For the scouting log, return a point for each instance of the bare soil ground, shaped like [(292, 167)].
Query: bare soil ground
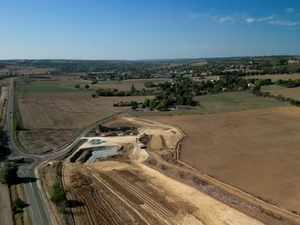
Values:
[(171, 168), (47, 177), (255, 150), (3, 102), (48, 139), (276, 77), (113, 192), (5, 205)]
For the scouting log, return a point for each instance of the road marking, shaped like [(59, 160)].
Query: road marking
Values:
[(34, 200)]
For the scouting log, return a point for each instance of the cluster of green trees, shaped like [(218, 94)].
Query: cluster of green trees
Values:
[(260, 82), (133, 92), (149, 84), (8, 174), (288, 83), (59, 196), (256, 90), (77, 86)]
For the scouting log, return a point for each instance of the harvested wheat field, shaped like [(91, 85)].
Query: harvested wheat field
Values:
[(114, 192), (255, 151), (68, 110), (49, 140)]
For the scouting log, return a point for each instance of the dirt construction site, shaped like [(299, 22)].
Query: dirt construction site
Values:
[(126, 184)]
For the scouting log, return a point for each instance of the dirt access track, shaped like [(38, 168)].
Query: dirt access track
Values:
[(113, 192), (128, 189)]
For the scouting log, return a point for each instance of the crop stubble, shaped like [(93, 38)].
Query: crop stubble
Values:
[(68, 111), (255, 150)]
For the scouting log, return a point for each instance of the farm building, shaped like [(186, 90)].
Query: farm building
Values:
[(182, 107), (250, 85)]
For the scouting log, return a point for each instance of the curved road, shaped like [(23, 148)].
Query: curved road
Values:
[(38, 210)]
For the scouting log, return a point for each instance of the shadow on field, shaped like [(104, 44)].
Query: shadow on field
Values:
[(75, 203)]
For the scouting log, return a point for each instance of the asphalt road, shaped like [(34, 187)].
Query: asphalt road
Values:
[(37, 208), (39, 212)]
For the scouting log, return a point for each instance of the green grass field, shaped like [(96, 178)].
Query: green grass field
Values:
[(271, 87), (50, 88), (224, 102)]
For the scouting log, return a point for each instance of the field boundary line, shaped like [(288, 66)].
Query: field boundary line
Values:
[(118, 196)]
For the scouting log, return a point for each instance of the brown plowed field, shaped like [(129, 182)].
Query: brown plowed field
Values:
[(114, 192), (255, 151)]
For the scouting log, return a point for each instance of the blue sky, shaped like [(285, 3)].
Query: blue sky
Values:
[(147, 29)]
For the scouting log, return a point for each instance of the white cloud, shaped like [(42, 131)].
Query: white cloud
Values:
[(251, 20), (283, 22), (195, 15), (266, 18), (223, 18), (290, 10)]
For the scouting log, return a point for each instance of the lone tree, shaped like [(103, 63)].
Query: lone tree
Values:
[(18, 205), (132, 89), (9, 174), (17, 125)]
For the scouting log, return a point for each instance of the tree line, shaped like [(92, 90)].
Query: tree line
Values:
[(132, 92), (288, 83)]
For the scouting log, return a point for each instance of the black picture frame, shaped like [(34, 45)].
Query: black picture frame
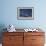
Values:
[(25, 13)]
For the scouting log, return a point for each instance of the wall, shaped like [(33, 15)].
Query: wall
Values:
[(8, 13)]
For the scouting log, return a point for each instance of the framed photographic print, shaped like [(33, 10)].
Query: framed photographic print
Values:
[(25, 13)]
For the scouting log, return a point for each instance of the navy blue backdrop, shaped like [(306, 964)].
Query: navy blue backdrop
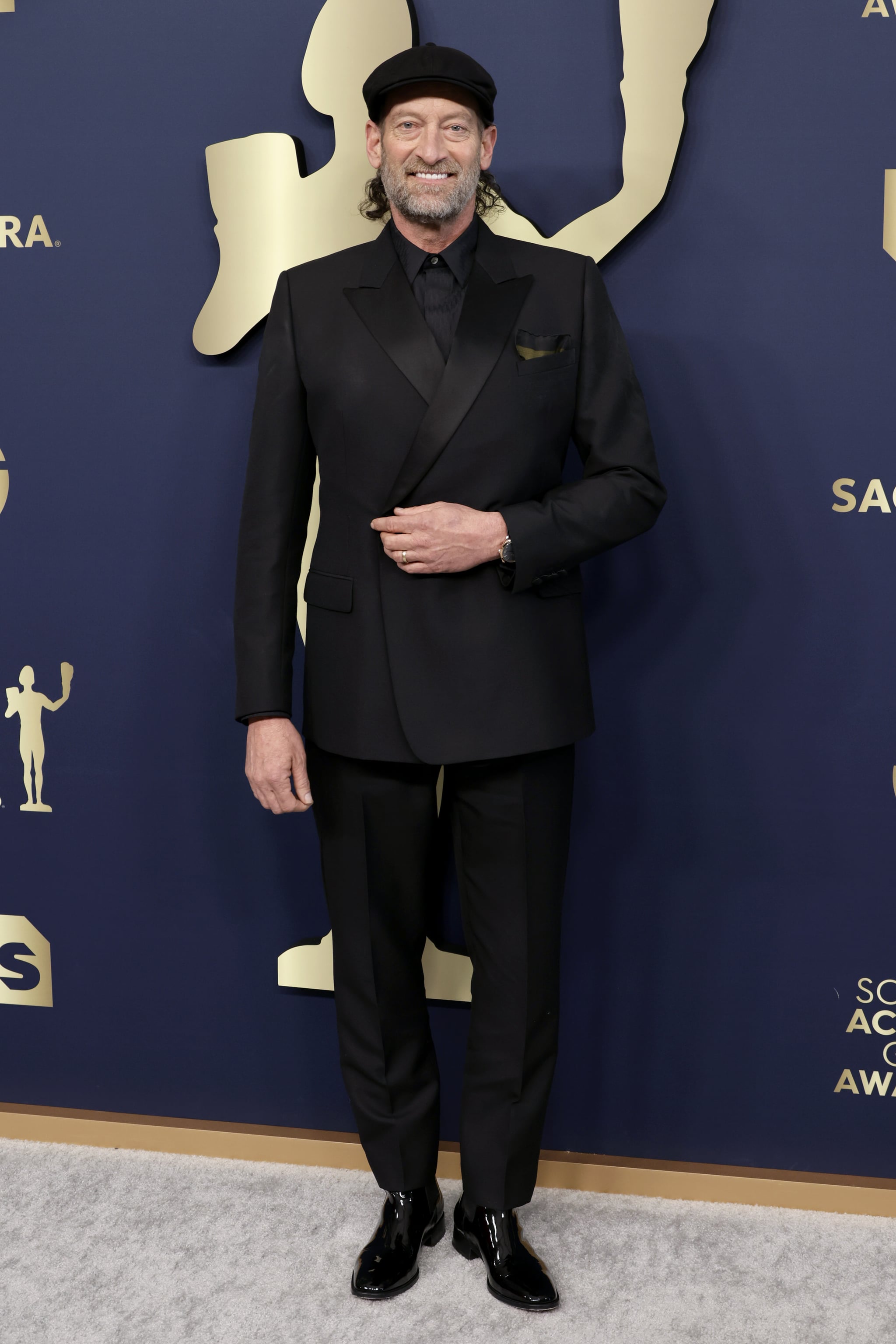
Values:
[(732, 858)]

= = = = =

What the exercise asks >>
Rewrite all of the lines above, replacing "scouting log" with "survey record" and keeping everything else the same. Omit the pictures from your answer.

Worked solution >>
For the survey record, return a point for each instance of the bare soil ground, shaped like [(292, 167)].
Query: bare soil ground
Values:
[(171, 168), (47, 177), (255, 150), (3, 102), (48, 139), (276, 77), (113, 192), (5, 205)]
For the survey record, return a point for each instance of the road marking, shaped like [(59, 160)].
Query: road marking
Values:
[(34, 200)]
For the survey record, return a point for each instance of the cluster of green trees, shaped like [(218, 94)].
Query: cluster of green trees
Values:
[(260, 82), (133, 92), (149, 84), (8, 174), (288, 83), (59, 196), (256, 90), (77, 86)]
For the survey record, return a point for each instance of the harvested wheat field, shaped like [(91, 85)].
Query: harvested wheat field
Values:
[(114, 192), (255, 151), (68, 110), (49, 140)]
For the survey record, return a point for each instance of the dirt construction site, shaped like [(299, 22)].
Query: dirt construction site
Values:
[(126, 184)]
For the survey record, return a point for each instance of the dirt access track, shaped like [(38, 168)].
Query: dirt access track
Values:
[(113, 192), (128, 189)]
For the survey record, return a point for each instance of the crop stubble, shaped like [(93, 38)].
Query: crop stubble
Values:
[(68, 111), (255, 150)]
For the survey record, return a point for each instance of the farm building, shaped like [(186, 90)].
Query: farm building
Values:
[(182, 107), (250, 85)]
For the survey record, return a point for each instance of the curved road, shaped like [(23, 148)].
Query: curved road
Values:
[(38, 210)]
For the survey record, return a point for each instance of the shadow on field, shaped like [(104, 44)].
Query: shadow on field
Values:
[(75, 203)]
For the survey record, return a point for each instance of the asphalt road, shaped like [(34, 187)].
Query: asphalt road
Values:
[(37, 208), (39, 212)]
For the survey record, return a point for each instance of the green grass field, shaped like [(96, 178)].
Query: green grass field
Values:
[(271, 87), (50, 88), (224, 102)]
For the survey record, return a point for each instance of the field boundary line, shaped like [(288, 66)].
Query: field boundary line
Values:
[(118, 196)]
For the survey record, return a point for each instance of the brown plowed field, shaped like [(129, 182)].
Query: brown plowed field
Values:
[(114, 192), (255, 151)]
For the survey record, return a point for each instance of the blue sky, shaped like [(285, 3)].
Query: blue sky
Values:
[(147, 29)]
For the survey record, return a point for each instance of the white cloud, shaped like [(42, 131)].
Query: white cloud
Values:
[(251, 20), (283, 22), (195, 15), (266, 18), (223, 18), (290, 10)]
For the survey record, return a point for each instance of the lone tree, shaped like [(103, 63)].
Query: lone tree
Values:
[(18, 205), (132, 89), (9, 174), (17, 125)]
For the survey record, return a point for each instance of the tree line, shaped like [(92, 90)].
Query: tree line
Values:
[(132, 92), (288, 83)]
For the survey record, return a point for each instance of the black picture frame, shaped like [(34, 45)].
Query: black picture frame
Values:
[(25, 13)]
For the survey record, return a point for each instance of the wall, shaped like [(33, 15)].
Query: wall
Values:
[(8, 13)]
For the survey record, return a point for each instance of the framed photographic print, shaped like [(33, 10)].
Query: framed photographic print
Values:
[(25, 13)]
For the survey record, return a point for each instance of the navy blue backdrop, shaped like [(306, 964)].
Query: navy blue backdrop
Values:
[(732, 858)]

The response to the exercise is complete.